■ DATA FOR THE TASK

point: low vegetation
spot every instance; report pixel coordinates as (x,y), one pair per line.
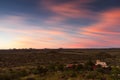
(59,64)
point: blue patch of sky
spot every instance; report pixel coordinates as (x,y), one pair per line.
(102,5)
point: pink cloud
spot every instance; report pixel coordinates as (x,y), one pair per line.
(72,9)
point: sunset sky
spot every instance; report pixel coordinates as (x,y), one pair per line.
(59,24)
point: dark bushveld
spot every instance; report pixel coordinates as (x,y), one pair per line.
(50,64)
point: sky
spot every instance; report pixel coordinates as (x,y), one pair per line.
(59,24)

■ EXERCISE DIRECTIONS
Swap "spot every instance" for "mark each instance" everywhere in the entries above and write every line out again, leaving the rest untouched. Omit the pictures.

■ WORKED ANSWER
point: low vegetation
mark each instance; report pixel coordinates as (x,y), one pair per line.
(59,64)
point: blue patch of sky
mark each instance; report pixel coordinates as (x,y), one pair per line.
(102,5)
point: pink cloud
mark each instance; report pixel coordinates as (x,y), one pair per line.
(72,9)
point: sunset sky
mark each instance; report pixel coordinates as (x,y), one pair per line.
(59,24)
point: dark bushveld
mark each instance; report pixel coordinates as (x,y), one pair per line.
(50,64)
point: sky
mark each instance; report pixel coordinates as (x,y), one pair per line.
(59,24)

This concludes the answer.